> [Text to read]
----------------

In Robin v. Crowell, 55 Cal.App.5th 727, 270 Cal. Rptr.3d 25 (2020), a California Court of Appeal ruled that the holder of a first deed of trust that had judicially foreclosed on its real estate collateral, but which had failed to name a junior lienholder in its judicial foreclosure action, was time barred from trying to extinguish the junior lien in a subsequent quiet title action.  To read the full published decision, click here.

Facts

Steve and Marta Weinstein owned several vacant parcels of land that they hoped to develop.  Plaintiffs planne d to loan the Weinsteins $450,000 to be secured by one of the Weinsteins’ parcels.  Marta Weinstein represented to the plaintiffs that the parcel was unencumbered.  From reviewing a title report, the plaintiffs learned the parcel was actually encumbered by a deed of trust securing a 2004 promissory note for $250,000 in favor of Al Crowell.  Marta Weinstein represented that the Crowell deed of trust was a mistake and obtained a partial reconveyance of Crowell’s deed of trust to remove the lien from the parcel. Plaintiffs and the Weinsteins modified the promissory note to prohibit the Weinsteins from further encumbering the property.  Plaintiffs and the Weinsteins executed a promissory note and a deed of trust, and recorded the deed of trust against the parcel.  After plaintiffs funded the loan and without their knowledge, the Weinsteins and Crowell recorded a second deed of trust on the property, once again securing the 2004 Crowell note.

----------------

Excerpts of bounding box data
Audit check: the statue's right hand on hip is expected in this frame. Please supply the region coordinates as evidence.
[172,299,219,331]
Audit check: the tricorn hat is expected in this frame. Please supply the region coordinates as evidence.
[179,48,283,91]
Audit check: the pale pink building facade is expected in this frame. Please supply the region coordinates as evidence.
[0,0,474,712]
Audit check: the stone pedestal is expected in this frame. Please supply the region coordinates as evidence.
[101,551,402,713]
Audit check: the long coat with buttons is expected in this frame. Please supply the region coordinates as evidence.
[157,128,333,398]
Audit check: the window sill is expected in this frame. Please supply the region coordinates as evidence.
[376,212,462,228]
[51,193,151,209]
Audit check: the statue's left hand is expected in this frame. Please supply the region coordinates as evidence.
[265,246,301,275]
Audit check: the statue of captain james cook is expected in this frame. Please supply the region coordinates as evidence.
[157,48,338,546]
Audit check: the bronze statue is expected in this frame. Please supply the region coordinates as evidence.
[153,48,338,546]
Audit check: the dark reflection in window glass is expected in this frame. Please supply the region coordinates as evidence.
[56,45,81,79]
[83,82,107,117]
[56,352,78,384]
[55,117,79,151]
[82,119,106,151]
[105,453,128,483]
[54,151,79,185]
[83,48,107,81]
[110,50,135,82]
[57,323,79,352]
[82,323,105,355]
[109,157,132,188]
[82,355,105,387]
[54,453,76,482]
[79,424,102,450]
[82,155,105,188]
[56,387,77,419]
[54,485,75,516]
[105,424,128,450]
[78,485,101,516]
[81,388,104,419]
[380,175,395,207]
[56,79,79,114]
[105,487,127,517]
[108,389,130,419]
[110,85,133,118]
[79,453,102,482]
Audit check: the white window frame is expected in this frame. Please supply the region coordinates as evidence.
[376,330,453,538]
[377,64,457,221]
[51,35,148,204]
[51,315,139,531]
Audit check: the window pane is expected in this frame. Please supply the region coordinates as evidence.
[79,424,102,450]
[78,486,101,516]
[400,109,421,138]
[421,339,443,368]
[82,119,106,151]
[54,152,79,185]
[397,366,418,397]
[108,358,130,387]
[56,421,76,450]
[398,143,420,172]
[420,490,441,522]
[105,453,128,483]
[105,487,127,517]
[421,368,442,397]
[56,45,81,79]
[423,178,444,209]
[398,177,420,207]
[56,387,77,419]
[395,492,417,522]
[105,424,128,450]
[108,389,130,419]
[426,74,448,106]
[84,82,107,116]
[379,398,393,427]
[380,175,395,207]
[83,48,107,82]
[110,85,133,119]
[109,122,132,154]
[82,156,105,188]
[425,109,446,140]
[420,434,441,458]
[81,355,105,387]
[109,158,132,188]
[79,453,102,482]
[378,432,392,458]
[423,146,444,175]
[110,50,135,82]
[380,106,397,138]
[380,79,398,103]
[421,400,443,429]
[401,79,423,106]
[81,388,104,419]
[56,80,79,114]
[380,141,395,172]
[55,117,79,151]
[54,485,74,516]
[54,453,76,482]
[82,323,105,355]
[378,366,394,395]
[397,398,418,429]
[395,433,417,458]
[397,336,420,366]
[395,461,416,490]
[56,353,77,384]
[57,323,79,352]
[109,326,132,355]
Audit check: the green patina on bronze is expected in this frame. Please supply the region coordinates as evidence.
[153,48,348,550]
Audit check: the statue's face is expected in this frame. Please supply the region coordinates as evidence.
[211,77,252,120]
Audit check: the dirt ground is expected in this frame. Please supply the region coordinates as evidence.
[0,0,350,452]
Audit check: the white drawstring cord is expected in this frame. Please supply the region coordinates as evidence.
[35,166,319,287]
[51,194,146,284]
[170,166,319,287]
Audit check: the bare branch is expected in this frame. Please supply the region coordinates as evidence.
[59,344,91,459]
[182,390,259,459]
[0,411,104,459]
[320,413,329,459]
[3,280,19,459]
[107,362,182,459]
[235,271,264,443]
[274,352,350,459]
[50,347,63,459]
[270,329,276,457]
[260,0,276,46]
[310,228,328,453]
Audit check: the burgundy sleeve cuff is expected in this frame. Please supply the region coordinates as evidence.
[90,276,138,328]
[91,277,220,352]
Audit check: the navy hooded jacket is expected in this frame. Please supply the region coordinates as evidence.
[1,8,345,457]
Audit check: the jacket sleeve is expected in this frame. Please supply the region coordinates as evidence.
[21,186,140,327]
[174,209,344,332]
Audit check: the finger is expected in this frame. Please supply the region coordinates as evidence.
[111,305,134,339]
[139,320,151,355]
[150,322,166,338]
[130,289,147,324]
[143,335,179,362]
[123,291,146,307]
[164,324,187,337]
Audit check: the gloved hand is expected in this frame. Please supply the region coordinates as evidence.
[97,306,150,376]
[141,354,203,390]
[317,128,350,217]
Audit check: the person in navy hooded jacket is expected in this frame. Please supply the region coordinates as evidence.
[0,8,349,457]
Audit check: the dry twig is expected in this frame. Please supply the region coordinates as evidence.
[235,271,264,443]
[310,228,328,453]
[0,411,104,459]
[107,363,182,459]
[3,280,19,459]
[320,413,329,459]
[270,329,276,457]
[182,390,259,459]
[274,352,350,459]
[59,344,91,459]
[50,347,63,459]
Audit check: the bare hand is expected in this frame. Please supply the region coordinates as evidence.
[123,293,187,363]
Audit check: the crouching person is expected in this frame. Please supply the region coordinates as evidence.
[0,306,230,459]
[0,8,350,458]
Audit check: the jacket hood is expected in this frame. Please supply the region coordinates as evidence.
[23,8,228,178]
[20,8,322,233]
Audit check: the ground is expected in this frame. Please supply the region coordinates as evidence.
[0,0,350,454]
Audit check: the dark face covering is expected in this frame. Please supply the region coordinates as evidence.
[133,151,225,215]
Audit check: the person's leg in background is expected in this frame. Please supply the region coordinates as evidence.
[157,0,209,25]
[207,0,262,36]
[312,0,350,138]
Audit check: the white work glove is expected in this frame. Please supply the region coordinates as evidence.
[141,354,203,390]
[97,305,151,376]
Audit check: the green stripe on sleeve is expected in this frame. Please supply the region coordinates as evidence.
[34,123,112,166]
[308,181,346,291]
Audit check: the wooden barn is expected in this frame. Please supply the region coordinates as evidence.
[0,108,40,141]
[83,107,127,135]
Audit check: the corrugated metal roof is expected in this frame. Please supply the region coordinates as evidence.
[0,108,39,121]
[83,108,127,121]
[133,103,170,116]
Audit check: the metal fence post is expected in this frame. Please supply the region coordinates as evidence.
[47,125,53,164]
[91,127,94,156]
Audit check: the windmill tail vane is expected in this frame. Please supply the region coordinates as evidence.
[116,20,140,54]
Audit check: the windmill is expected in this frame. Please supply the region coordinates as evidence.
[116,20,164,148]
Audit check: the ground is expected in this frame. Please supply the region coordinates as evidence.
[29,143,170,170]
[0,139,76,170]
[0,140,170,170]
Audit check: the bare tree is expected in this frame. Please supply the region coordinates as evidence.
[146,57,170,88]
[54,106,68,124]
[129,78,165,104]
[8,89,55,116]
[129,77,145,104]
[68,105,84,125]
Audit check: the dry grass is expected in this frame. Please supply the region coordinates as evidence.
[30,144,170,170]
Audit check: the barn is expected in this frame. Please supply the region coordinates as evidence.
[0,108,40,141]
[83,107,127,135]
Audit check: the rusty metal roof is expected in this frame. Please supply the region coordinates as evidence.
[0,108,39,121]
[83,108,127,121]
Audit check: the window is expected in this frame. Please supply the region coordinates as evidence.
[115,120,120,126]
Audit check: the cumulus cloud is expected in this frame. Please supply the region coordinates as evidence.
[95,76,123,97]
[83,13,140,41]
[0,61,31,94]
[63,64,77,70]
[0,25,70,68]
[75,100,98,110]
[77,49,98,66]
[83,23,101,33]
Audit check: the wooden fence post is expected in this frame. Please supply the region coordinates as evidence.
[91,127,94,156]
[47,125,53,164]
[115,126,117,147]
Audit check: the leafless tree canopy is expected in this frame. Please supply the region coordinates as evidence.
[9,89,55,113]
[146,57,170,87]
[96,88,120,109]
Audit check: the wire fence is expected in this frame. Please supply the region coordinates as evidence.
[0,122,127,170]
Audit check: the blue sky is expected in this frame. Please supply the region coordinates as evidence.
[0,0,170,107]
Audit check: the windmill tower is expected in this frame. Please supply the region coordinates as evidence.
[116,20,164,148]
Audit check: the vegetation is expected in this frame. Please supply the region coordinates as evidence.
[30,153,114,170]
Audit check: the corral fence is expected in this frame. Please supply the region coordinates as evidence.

----------------

> [Task instructions]
1. From the passage on Robin v. Crowell, copy the words beginning at "In Robin v." and stopping after "decision, click here.".
2. Render this sentence from the passage on Robin v. Crowell in Spanish: "Marta Weinstein represented to the plaintiffs that the parcel was unencumbered."

> [Answers given]
1.
In Robin v. Crowell, 55 Cal.App.5th 727, 270 Cal. Rptr.3d 25 (2020), a California Court of Appeal ruled that the holder of a first deed of trust that had judicially foreclosed on its real estate collateral, but which had failed to name a junior lienholder in its judicial foreclosure action, was time barred from trying to extinguish the junior lien in a subsequent quiet title action.  To read the full published decision, click here.

2. Marta Weinstein declaró a los demandantes que la parcela estaba libre de gravámenes.